• Exercise objective: Give all of the lines again exactly as they read.

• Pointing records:
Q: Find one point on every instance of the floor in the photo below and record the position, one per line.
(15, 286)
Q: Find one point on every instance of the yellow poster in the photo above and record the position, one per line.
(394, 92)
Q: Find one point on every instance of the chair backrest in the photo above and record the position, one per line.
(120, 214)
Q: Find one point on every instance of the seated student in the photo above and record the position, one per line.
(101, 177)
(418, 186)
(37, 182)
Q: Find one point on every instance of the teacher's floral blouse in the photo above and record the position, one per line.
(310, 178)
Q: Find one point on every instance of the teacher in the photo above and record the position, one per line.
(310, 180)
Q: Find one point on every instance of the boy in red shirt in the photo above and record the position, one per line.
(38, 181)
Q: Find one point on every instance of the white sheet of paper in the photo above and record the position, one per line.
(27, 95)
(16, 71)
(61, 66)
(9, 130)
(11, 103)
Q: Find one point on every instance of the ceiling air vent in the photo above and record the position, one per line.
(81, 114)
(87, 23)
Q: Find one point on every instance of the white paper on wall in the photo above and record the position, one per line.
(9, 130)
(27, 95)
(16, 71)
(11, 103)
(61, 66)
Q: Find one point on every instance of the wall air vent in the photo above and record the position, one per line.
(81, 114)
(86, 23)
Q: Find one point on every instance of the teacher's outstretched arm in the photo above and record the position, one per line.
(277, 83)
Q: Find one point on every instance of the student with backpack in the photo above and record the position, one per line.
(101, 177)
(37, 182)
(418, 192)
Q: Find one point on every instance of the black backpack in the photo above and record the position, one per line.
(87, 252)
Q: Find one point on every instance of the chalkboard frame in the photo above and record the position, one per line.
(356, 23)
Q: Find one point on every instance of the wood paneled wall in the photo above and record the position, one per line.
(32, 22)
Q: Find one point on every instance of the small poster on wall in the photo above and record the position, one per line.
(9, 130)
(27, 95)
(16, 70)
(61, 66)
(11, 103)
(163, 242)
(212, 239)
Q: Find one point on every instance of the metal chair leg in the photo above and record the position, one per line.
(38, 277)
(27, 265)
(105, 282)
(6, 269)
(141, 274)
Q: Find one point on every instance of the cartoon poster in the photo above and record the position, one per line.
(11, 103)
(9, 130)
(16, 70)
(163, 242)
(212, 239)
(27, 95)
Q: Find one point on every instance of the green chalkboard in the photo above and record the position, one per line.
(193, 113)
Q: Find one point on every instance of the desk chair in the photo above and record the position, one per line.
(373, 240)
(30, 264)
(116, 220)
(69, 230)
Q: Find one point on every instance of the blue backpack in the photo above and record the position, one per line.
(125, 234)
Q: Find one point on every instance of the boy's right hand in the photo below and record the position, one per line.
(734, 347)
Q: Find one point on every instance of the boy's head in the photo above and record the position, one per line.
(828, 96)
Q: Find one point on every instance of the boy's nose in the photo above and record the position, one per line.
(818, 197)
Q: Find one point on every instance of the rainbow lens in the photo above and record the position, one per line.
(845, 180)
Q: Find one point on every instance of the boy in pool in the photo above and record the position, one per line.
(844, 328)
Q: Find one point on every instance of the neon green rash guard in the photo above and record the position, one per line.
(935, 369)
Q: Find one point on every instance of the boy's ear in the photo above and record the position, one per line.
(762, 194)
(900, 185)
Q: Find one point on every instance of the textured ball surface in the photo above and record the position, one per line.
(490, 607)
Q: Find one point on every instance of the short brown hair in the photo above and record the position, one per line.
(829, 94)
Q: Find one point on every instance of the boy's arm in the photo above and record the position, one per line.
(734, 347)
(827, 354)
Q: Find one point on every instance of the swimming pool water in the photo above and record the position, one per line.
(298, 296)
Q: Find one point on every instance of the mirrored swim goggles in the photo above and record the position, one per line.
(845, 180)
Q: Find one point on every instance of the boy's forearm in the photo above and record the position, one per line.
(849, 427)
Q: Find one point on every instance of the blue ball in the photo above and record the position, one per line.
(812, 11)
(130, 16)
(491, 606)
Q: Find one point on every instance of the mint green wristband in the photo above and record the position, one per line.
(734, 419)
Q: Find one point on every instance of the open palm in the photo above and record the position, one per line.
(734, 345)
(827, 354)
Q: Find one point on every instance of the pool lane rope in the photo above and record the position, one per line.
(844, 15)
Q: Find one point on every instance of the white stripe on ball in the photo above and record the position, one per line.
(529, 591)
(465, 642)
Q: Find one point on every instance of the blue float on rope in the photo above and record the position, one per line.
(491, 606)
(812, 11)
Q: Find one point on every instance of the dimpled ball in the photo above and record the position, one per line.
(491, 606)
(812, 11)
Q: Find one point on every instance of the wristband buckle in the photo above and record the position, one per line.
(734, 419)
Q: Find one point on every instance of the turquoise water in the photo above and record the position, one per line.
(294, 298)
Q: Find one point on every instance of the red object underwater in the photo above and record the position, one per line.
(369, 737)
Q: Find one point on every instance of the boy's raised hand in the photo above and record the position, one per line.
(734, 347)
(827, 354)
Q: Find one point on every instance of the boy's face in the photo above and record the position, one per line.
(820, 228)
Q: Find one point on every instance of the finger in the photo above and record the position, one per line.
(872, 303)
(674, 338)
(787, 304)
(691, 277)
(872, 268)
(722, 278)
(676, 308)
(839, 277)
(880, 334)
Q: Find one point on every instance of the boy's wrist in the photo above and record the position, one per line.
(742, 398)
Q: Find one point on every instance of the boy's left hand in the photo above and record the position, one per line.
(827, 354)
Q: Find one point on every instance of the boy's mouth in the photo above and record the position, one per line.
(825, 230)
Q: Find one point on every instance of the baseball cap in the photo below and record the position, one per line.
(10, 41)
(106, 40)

• Solution below:
Q: Find one point on every instance of the floor in the photo below and record the position, one per line.
(15, 286)
Q: Find one point on every instance of the yellow poster in the photo above and record the position, one per line.
(394, 92)
Q: Find one point on every instance of the chair backrest in the photo above and record the position, one per line.
(120, 214)
Q: Find one point on every instance of the seated student in the photo above and record the position, one per line.
(101, 177)
(418, 186)
(37, 182)
Q: Find one point on every instance of the teacher's floral blouse in the photo above and record the position, one per line.
(310, 178)
Q: Find one point on every instance of the teacher in the photo above and record the position, one per line.
(310, 180)
Q: Find one point on every instance of the boy in red shirt in the photo above and record the position, one per line.
(38, 181)
Q: Find one point on every instance of the white sheet of paper in the photo above and record the position, one per line.
(27, 95)
(16, 71)
(61, 66)
(9, 130)
(11, 103)
Q: Find one point on every instance of the ceiling air vent in the photo above and record the position, one per line.
(81, 114)
(87, 23)
Q: Find one point on every instance of the white paper on wall in the photo above and record the position, one per line.
(9, 130)
(27, 95)
(16, 71)
(11, 103)
(61, 66)
Q: Find one point on every instance of the wall air vent in the photo above and record the position, one per line.
(81, 114)
(86, 23)
Q: Find one point on every instance of the teacher's outstretched arm in the photo above and record the position, one per line.
(277, 83)
Q: Find one point on every instance of the student with backpack in the photo above and record the position, one per line.
(101, 177)
(37, 182)
(418, 192)
Q: Find one point on every instance of the black backpack in the photo above and record the position, one per line.
(87, 252)
Q: Find one point on every instance of the chalkboard frame in the photo above and record the position, one per line.
(356, 23)
Q: Find one point on every instance of the wood paneled wall in the photo above and record the position, one per line.
(32, 22)
Q: Find one point on every instance of the small poster on wall in the photo above and record the position, one per line.
(9, 130)
(27, 95)
(16, 70)
(61, 66)
(11, 103)
(163, 242)
(212, 239)
Q: Find one point on every instance of the metal chair leg in the photo above and record the position, one per line.
(38, 277)
(27, 265)
(105, 282)
(6, 269)
(141, 274)
Q: Find one point on every instance of the cartoon poster in the photo above and record the position, one per line.
(11, 103)
(9, 130)
(16, 70)
(163, 242)
(212, 239)
(27, 95)
Q: Find one point on every instance of the green chalkboard in the photo above and record the position, one per line.
(193, 113)
Q: Find one point on every instance of the desk chair in the photo above and record the position, one per line.
(373, 240)
(30, 264)
(116, 220)
(69, 230)
Q: Find one point on every instance of the blue backpack in the photo above and record the position, one per line.
(125, 234)
Q: Find one point on every instance of the boy's right hand in the photo below and record the position, one per line.
(734, 347)
Q: Find one point on every instance of the boy's head in the photo above and record the position, one per line.
(828, 96)
Q: Find one point on every instance of the boy's nose in the photo above and record the position, one per line.
(818, 197)
Q: Find one point on every instance of the rainbow lens in the photo above and record the position, one per line.
(845, 180)
Q: Find one point on every instance of the boy in pool in the photo above and record the position, one per line.
(844, 328)
Q: Find one point on every instance of the neon green rash guard in the photo above and record the position, one per line.
(935, 369)
Q: Find one point on every instance of the boy's ear in the photo above and record the position, one per line.
(762, 194)
(900, 185)
Q: Find one point on every instance of the textured ball surface in the photo above and record the position, one per line.
(490, 607)
Q: Find one point on every instance of the short brown hair in the photo above and record the position, one per line.
(829, 94)
Q: Find one point on every instance of the boy's arm in the photo above and record the position, one per line.
(734, 347)
(827, 354)
Q: Find one point on every instance of the swimming pool water in the photo above and record the position, one per line.
(298, 296)
Q: Find one point on every instance of the mirrored swim goggles in the photo above and record the position, one per line.
(845, 180)
Q: Find one point on every instance of the boy's forearm in the photo above and record the position, one per line.
(849, 427)
Q: Find one point on every instance of the blue ball in the photo above and record the position, one per line.
(812, 11)
(130, 16)
(491, 606)
Q: Find one point on every instance of the mint green wristband in the photo above and record the position, one per line.
(734, 419)
Q: Find one point on every instance of the open palm in the photo above and record the position, one per line.
(734, 345)
(827, 354)
Q: Find one point on every instance of the pool lane rope in the photo above and record the position, one per line.
(844, 15)
Q: Find one point on every instance of the white stripe on ball in the photo above and record the position, one per line.
(529, 591)
(465, 642)
Q: Find one point on every instance of the blue float on rope in the photo above and record the position, one per line.
(491, 606)
(812, 11)
Q: Find one point on every instance of the dimpled ball in the photo above and record the position, one per line.
(491, 606)
(812, 11)
Q: Find one point on every instance of the wristband buckle in the photo above and record the position, one per line.
(734, 419)
Q: Find one point on every instance of the turquoise water in the photo above and record the position, one per line.
(294, 298)
Q: Find one point on every instance of the red object underwater in the photo above and record the position, one per line.
(369, 737)
Q: Find one point on every instance of the boy's raised hand in the photo above and record the position, one per line.
(734, 347)
(827, 354)
Q: Find one point on every instance of the boy's face in the photo above and record the position, one per line.
(820, 228)
Q: Find one point on every instance of the finger in the photo above and record the position, one per line.
(872, 303)
(674, 338)
(787, 304)
(691, 277)
(872, 268)
(722, 278)
(676, 308)
(839, 277)
(880, 334)
Q: Find one point on every instance of the boy's wrist in the photo above and record the position, one per line.
(742, 398)
Q: Find one point on every instance of the boy's left hand in the photo above and record the position, one per line.
(827, 354)
Q: Find one point on every instance of the boy's mouth in the photo above and record the position, one per line.
(825, 230)
Q: Find one point on every instance of the baseball cap in the photo below and record the position, one per line.
(10, 41)
(106, 40)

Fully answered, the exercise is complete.